[Image point grounding data]
---
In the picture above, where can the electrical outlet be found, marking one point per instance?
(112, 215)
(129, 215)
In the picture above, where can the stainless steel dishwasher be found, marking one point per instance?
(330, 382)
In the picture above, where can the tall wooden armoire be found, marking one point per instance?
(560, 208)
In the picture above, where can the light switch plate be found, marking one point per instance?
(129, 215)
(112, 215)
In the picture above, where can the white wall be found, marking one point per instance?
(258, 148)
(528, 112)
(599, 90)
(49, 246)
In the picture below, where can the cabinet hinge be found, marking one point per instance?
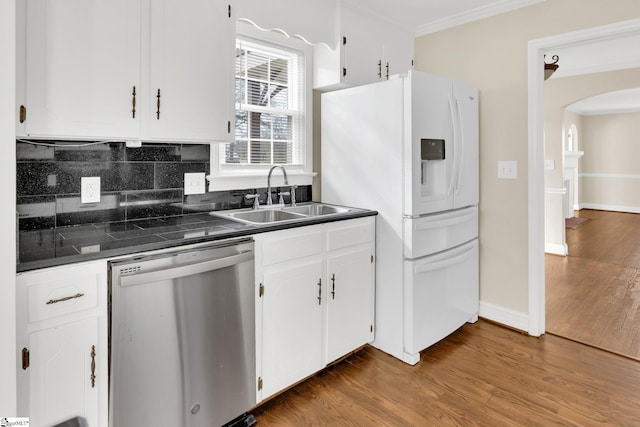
---
## Assignment
Reproduce the data verbatim and omit each image.

## Task output
In the picture above, where can the electrical outlet be found, marking one point per instance?
(112, 215)
(129, 215)
In the picture above, where can the stainless steel dishwasher be found, marking one point per instance?
(330, 382)
In the picture above, where can the tall wooden armoire be found, marking one point per instance?
(560, 208)
In the picture above, where can the light switch plate be found, marking one point per instance?
(129, 215)
(112, 215)
In the picture above, where can the white wall be found, marking one point per instance?
(258, 148)
(528, 112)
(599, 90)
(49, 246)
In the picture below, where can the cabinet hinge be found, marking one point per instance?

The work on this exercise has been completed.